Pasaje dado:
Julio 4, 2013
Hombres y mujeres estamos determinados por dos instintos puramente animales, la sobrevivencia de cada individuo y la reproducción de la especie, y una pulsión puramente humana, la necesidad de trascender. Es decir, estar o ir más allá de algo, traspasando los límites de la experiencia posible, hacia su fin, término, remate o consumación, comportamiento que sólo se descarga al conseguir que permanezca.
Trascendencia que en todas partes y durante milenios, se busco, y con que éxito, mediante la gran arquitectura del mundo: templos para que la gente creyera en lo que no existe, y obedezca, palacios para que a “rey muerto rey puesto”, y la monarquía siga, y tumbas para que los poderosos gobiernen eternamente. Edificios levantados en el espacio y el tiempo, no para la vida ni para la muerte, sino para trascenderlas.
Pero con la arquitectura moderna se pasó de templos, palacios y tumbas, sedes para gremios e instituciones, óperas imponentes y palacetes para ricos burgueses, a una vivienda “digna” para todos. Como si las casas tradicionales, vernáculas o populares, pese a ser “pobres”, antes no lo fueran. Y ahora y aquí se promueven politiqueramente casas engañosamente gratis y sin ciudad, diseñadas por arquitectos que no lo son.
Pronto esa arquitectura, dizque para todos, se trivializó. A la vivienda se le quitó su importancia de siempre al volverla apartamentos, uno encima de otro, o casitas una al lado de la otra, en hileras interminables que acaban con el campo sin hacer ciudad o destruyéndola. Ni siquiera se salvaron los edificios públicos, que se volvieron puro espectáculo para promocionar ciudades con un trasnochado “efecto” Bilbao.
Quedaron las obras maestras que recopilo Sir Banister Fletcher y que visitamos como inhabitados parques temáticos, de las que hablan los profesores pese a que muchos ni siquiera las conocen, y menos aun las que están aquí justo al lado, las que no les interesan justamente por eso. Es que lo de afuera nos “mata” y así cada vez hay menos arquitectura buena pues nunca hubo tantos arquitectos ni tantos edificios malos.

Acción requerida 1: En el pasaje sobre la arquitectura, ¿cuáles son los dos instintos puramente animales que determinan a hombres y mujeres?
Acción requerida 2: Por favor, prolonga el pasaje sobre la arquitectura a partir de su última oración.
El material no tiene relación con el pasaje.

Material extraído:
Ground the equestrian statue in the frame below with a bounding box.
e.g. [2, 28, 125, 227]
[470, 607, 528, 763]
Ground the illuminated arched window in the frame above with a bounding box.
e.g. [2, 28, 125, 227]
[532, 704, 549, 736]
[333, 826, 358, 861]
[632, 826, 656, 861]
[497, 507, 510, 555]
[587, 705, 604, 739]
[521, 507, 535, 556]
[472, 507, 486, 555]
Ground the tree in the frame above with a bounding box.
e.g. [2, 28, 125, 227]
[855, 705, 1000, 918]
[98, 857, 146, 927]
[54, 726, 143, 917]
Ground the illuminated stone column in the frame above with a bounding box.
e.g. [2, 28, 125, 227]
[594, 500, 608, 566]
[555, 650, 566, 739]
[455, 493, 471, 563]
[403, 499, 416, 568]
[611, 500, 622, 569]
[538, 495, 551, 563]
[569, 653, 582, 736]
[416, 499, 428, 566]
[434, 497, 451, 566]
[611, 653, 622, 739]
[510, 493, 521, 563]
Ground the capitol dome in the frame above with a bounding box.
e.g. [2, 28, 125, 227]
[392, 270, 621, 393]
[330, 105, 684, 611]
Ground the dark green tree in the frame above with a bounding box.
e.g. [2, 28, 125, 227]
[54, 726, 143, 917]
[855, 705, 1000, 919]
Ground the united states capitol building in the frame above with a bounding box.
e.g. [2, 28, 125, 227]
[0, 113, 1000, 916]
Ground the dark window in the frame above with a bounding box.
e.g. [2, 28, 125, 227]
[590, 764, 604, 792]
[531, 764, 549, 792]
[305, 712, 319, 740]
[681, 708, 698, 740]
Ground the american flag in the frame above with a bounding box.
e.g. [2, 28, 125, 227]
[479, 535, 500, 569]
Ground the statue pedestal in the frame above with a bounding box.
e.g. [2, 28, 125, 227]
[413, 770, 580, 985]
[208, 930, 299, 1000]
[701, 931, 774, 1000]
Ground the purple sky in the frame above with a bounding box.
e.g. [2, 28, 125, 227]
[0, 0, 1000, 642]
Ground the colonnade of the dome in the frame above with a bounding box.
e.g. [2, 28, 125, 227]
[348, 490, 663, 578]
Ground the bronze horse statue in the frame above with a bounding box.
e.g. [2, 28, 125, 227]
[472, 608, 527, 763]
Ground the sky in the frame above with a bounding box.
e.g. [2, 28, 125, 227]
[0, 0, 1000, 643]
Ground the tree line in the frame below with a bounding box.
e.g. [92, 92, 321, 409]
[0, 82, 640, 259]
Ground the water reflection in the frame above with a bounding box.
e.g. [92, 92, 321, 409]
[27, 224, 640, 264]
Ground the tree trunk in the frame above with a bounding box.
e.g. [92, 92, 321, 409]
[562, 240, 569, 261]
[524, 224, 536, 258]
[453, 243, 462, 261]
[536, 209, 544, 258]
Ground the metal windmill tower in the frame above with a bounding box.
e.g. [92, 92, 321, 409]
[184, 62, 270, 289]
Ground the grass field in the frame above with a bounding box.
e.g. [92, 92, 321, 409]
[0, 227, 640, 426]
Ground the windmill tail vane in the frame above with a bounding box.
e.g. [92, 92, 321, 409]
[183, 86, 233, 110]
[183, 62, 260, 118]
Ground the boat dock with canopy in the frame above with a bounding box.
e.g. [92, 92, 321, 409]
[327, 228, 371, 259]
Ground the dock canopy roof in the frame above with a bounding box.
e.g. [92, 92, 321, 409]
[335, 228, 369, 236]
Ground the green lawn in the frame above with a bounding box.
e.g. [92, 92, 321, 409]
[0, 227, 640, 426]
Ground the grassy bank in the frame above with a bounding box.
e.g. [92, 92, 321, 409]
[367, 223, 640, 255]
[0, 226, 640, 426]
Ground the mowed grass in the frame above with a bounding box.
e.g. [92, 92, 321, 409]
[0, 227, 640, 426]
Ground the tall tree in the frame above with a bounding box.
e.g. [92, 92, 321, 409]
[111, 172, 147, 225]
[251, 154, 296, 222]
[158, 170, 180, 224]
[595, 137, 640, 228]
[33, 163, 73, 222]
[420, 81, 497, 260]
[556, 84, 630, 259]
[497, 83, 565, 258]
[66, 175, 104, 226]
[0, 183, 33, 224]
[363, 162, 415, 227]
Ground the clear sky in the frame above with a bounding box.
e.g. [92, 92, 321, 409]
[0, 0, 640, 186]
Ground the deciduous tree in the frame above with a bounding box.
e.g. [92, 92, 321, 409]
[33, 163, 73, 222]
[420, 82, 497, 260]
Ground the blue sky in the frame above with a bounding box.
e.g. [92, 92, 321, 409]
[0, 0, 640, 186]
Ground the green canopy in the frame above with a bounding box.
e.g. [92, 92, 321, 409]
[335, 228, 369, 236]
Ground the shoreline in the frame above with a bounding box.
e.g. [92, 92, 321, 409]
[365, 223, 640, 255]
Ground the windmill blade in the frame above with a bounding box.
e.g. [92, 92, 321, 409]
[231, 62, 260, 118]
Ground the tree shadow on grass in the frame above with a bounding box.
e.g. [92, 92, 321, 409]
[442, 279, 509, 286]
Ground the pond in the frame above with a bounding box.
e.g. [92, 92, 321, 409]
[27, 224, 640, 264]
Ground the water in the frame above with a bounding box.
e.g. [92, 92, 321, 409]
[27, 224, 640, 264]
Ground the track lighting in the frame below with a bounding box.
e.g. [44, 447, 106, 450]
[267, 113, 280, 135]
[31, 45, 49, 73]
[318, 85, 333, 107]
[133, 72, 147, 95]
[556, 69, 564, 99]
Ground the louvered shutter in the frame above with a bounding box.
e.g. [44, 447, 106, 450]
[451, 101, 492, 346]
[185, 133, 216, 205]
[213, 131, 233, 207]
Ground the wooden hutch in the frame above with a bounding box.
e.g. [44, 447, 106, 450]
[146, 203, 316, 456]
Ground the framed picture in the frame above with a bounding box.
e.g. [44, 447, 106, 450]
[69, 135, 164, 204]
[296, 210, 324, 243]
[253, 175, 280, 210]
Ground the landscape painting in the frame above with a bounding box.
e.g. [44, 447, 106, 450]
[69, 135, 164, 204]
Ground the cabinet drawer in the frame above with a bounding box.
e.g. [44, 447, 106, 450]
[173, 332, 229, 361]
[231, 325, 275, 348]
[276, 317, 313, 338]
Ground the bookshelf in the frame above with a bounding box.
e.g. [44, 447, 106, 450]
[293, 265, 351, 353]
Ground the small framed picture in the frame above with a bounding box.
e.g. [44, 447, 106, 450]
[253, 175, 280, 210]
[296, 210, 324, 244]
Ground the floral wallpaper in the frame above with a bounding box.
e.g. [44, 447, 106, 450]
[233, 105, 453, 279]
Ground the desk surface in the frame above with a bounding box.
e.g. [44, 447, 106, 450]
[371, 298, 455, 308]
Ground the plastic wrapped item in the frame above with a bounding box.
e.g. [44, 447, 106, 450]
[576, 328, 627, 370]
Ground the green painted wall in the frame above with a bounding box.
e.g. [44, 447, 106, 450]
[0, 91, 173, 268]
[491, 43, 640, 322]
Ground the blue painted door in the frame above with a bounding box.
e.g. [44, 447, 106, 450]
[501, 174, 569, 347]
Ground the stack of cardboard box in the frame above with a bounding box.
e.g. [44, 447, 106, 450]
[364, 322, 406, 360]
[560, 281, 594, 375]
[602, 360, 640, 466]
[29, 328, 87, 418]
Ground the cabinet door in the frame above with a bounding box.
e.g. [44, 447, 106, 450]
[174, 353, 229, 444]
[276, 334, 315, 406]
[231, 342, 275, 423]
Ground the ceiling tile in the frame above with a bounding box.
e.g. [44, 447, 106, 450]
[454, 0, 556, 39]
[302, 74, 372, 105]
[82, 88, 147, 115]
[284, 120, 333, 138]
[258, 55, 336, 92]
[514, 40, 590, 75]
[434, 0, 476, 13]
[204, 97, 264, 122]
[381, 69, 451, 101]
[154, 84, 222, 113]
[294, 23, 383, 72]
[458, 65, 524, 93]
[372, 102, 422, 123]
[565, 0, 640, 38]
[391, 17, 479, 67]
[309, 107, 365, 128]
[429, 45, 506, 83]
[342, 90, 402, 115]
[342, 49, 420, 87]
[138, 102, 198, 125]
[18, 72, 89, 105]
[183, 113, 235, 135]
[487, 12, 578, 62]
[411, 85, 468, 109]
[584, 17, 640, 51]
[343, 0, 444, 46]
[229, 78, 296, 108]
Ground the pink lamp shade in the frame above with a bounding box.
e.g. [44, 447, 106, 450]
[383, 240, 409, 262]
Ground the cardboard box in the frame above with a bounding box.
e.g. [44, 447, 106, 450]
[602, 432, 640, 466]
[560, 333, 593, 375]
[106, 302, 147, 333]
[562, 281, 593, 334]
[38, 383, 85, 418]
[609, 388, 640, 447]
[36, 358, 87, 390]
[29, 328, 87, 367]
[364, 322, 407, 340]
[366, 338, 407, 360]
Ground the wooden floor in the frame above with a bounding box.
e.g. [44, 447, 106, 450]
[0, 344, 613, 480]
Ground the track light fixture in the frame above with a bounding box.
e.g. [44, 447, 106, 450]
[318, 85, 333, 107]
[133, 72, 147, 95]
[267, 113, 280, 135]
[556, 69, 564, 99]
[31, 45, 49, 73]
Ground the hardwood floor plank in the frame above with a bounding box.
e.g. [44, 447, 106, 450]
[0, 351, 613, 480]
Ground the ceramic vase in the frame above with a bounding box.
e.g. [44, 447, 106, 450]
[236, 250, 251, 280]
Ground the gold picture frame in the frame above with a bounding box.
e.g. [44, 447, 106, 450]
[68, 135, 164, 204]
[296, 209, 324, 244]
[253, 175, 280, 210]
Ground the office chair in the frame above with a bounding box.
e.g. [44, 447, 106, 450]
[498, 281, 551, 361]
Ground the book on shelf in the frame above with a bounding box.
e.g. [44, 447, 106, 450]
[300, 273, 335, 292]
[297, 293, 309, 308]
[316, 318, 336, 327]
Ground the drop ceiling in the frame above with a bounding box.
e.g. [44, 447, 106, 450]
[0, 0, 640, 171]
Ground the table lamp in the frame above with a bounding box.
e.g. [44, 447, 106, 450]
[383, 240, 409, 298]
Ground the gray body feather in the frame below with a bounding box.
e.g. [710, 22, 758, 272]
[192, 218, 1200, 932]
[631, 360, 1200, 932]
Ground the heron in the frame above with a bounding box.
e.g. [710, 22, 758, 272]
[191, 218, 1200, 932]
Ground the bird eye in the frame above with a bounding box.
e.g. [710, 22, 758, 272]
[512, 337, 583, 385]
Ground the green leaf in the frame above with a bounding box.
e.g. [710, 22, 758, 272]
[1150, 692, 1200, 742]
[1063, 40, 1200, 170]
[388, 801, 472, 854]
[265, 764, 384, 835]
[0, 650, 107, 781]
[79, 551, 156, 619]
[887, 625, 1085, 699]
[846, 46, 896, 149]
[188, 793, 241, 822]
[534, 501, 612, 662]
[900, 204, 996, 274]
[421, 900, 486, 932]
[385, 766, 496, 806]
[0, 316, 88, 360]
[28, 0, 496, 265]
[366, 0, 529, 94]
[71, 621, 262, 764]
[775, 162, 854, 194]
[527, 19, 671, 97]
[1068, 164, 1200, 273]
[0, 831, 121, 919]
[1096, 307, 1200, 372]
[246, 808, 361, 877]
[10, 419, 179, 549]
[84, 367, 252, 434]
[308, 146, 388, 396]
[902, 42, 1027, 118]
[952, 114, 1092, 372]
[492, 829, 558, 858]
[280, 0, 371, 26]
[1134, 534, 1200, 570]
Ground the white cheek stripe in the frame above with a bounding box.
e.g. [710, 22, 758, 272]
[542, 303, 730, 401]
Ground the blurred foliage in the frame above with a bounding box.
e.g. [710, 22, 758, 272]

Respuesta 1: La sobrevivencia de cada individuo y la reproducción de la especie.

Respuesta 2:
Edificios responsables, mas que los carros, del mayor consumo de energía, para su iluminación y climatización, lo que en el trópico sin estaciones es insólito. Energía generada en muchas partes con combustibles fósiles que producen gases de efecto invernadero, que causan el cambio climático que amenaza el mundo, tal como lo conocemos, mientras los carros invadieron las calles de las ciudades fastidiándolas.
La arquitectura tiene, pues, una nueva meta en el horizonte: volver a ser lo que siempre fue la vernácula, la campesina o incluso la popular de las ciudades. Apropiada al clima y de ahí al paisaje, creando una nueva tradición, con nuevos profesionales, con mas ética que estética, que trascendiendo las modas y la especulación inmobiliaria, construyan ciudades sostenibles, contextuales, seguras, confortables y emocionantes.
Pero como la frivolidad y los negocios campean aquí, la arquitectura bioclimática (una redundancia pues siempre lo fue) se volvió una moda para muchos, mas negociantes que arquitectos. No les importa que los edificios sean acordes al clima, paisaje y tradiciones, como quería Le Corbusier, sino a las imágenes de moda de las revistas para ciudadanos que no lo son, con lo que fatalmente están ya pasados moda.